■ **Reading passage**
################
Kayleigh McEnany has been the White House press secretary for less than three weeks. But she’s already experienced something that has become a rite of passage for top White House aides: having their public defenses of President Trump completely undermined by Trump himself.

After the president at Thursday’s White House coronavirus briefing floated the idea of injecting disinfectant into coronavirus patients, McEnany joined a host of Trump defenders in arguing the unarguable. She said that Trump was in fact being taken out of context and that he didn’t say what he had rather clearly said.

“President Trump has repeatedly said that Americans should consult with medical doctors regarding coronavirus treatment, a point that he emphasized again during yesterday’s briefing,” she said. “Leave it to the media to irresponsibly take President Trump out of context.”

Except now, Trump has weighed in, too. And his explanation doesn’t at all match McEnany’s.

Rather than argue he didn’t say it or that it was taken out of context, Trump granted that he had said it but said he was just being sarcastic. He claimed he was trying to goad the media.

“I was asking a question sarcastically to reporters like you just to see what would happen,” Trump said.

The just-joking defense has become a popular one for Trump when he says something highly controversial, as The Fix’s J.M. Rieger detailed a few months back. And it’s often a ridiculous assertion, as it is in this case. Trump’s expression gave no indication whatsoever he was joking, nor did coronavirus task force medical expert Deborah Birx seem to react as if she was in on the joke.

Trump also said Friday that he was looking at a reporter when he made the comment. But he was looking at his task force members, and the reporter he said that to wasn’t actually at the briefing. And he later floated another idea for treatment involving heat and light to Birx, which she took as being a serious proposal.

Trump literally said, “I see the disinfectant that knocks it out in a minute, one minute,” referring to disinfectants such as isopropyl alcohol that had previously been brought up at the briefing. “And is there a way we can do something like that by injection inside, or almost a cleaning? Because you see it gets inside the lungs and it does a tremendous number on the lungs, so it would be interesting to check that.” When he was later pressed by The Washington Post’s Philip Rucker on why he was trafficking in such speculative ideas, Trump didn’t back off or give any indication it was some kind of ruse. Instead he got angry with Rucker.
################
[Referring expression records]

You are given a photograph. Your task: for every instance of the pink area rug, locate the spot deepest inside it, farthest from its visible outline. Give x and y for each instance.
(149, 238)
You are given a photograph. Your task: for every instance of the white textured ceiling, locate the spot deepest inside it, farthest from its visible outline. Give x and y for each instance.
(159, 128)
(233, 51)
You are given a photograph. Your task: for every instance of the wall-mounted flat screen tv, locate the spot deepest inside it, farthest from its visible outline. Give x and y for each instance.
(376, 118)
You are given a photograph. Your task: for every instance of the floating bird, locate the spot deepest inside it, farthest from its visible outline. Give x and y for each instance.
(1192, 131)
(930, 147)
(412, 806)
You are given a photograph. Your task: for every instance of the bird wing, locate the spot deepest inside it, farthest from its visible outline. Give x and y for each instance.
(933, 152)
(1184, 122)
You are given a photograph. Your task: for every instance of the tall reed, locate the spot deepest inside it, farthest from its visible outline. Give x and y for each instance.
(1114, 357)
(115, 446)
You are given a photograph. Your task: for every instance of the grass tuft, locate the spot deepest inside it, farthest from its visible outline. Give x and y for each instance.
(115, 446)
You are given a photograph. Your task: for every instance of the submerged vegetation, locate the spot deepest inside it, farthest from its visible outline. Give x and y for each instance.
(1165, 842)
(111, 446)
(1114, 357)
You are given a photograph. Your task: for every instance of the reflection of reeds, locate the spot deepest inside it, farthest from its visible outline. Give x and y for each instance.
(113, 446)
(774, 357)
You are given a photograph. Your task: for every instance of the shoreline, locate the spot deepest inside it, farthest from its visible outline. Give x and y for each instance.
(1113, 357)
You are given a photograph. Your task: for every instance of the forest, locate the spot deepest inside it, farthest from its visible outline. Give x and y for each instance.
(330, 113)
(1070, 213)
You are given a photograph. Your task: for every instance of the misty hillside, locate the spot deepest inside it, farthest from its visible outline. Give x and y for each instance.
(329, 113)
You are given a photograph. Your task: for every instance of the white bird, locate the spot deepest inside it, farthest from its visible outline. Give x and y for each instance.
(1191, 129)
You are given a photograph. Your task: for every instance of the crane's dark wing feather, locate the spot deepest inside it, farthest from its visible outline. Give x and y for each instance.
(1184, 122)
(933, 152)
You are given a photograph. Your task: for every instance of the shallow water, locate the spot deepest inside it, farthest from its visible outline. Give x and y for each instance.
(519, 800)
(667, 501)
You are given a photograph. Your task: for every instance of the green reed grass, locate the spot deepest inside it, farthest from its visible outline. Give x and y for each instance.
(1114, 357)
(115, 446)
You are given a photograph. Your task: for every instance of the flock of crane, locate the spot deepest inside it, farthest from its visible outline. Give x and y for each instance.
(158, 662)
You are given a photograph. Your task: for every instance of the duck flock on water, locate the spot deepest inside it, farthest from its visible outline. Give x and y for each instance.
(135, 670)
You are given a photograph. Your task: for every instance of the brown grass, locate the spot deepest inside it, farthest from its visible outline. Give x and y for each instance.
################
■ **What you need to do**
**A)** In the article on Trump's disinfectant remark, who are all the people named?
**B)** Answer these questions about the article on Trump's disinfectant remark:
(i) How long has McEnany been White House press secretary?
(ii) According to Trump, how was he asking the question?
(iii) Which disinfectant is given as an example of those previously brought up at the briefing?

■ **Task-by-task outputs**
**A)**
Kayleigh McEnany
President Trump
J.M. Rieger
Deborah Birx
Philip Rucker

**B)**
(i) Less than three weeks.
(ii) Sarcastically.
(iii) Isopropyl alcohol.